[Location identification items]
********************

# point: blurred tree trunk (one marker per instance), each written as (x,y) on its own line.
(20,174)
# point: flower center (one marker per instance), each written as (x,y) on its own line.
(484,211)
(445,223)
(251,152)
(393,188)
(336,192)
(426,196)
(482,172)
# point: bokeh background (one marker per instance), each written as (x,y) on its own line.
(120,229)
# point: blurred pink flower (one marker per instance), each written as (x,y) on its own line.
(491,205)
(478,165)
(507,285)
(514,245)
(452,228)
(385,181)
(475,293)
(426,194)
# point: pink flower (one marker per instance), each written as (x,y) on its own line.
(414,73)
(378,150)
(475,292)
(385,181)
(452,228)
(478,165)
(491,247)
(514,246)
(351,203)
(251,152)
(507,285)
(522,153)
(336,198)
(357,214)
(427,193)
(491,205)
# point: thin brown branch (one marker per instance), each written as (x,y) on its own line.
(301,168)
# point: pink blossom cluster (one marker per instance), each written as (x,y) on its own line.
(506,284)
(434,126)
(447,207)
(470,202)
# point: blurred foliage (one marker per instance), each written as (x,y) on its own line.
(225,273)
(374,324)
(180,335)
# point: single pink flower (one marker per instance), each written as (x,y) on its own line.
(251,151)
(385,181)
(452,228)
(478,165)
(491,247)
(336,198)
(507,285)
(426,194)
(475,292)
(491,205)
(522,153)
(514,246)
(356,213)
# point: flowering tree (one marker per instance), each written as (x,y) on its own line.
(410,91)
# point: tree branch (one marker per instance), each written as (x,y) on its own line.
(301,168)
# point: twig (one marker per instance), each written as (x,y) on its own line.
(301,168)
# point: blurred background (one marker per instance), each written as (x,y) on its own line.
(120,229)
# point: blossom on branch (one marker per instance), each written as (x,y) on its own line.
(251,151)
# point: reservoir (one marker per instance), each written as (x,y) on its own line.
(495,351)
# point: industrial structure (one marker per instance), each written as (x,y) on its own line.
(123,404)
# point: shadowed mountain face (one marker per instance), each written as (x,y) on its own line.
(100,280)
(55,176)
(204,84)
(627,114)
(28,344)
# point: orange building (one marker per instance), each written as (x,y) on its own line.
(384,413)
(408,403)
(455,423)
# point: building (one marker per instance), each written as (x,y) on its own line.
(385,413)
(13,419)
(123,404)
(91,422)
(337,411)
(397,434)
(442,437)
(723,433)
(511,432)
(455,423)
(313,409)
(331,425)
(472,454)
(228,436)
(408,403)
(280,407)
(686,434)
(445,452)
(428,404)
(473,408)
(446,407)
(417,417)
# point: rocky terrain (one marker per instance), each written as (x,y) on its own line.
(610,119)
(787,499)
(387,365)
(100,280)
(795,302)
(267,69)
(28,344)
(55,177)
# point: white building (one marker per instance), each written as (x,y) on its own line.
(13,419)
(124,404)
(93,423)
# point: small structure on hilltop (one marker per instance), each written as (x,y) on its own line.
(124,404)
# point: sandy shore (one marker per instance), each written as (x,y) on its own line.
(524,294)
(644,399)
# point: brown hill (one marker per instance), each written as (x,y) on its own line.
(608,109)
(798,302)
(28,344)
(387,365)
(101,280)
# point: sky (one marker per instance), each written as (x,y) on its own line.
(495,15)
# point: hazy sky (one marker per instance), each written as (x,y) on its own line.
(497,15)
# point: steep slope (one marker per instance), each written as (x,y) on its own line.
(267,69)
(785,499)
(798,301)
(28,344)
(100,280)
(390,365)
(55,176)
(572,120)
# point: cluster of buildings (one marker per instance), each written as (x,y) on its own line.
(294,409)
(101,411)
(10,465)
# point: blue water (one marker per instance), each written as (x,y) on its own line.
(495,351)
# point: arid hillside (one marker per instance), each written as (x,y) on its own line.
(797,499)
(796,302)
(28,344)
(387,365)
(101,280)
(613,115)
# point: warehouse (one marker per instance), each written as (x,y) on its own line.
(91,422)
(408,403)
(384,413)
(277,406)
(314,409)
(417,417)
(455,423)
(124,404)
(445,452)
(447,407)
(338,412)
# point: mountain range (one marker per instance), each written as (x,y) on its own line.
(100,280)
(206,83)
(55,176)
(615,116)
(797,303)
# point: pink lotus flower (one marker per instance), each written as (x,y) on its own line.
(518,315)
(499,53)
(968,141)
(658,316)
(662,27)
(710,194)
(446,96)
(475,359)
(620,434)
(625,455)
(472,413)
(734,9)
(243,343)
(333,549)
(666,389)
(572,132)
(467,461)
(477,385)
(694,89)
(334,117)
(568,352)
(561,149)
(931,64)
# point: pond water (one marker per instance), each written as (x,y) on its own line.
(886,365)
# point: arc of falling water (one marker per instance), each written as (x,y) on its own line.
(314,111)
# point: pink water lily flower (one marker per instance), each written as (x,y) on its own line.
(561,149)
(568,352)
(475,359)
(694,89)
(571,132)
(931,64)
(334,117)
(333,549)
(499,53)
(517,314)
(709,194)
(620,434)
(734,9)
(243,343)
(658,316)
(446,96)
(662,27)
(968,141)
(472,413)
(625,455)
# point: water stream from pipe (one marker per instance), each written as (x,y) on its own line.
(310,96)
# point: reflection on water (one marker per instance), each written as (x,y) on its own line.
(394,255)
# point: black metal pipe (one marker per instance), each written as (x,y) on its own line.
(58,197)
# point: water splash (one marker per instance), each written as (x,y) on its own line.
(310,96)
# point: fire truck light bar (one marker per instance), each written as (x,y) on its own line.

********************

- Problem statement
Repeat word for word each line from the one with "# point: arc" to the end of the records above, inclusive.

- Task solution
# point: arc of falling water (one marker per instance), each written as (x,y) on its own line.
(314,111)
# point: pink water lily flower (one marker per instance), each written as (x,y) on its own line.
(561,149)
(568,352)
(475,359)
(694,89)
(571,132)
(931,64)
(334,117)
(333,549)
(499,53)
(517,314)
(709,194)
(620,434)
(734,9)
(243,343)
(658,316)
(446,96)
(662,27)
(968,141)
(472,413)
(625,455)
# point: water stream from pipe (one marker per instance), each written as (x,y) on its own line.
(310,96)
# point: reflection on water (one marker per instance), each written as (x,y) on its own line.
(394,255)
# point: black metal pipe (one marker per instance), each written as (x,y) on its own line.
(58,197)
# point: water splash (one marker per instance), each written as (x,y) on its own line.
(310,96)
# point: fire truck light bar (one marker per instance), each written as (x,y) on its own line.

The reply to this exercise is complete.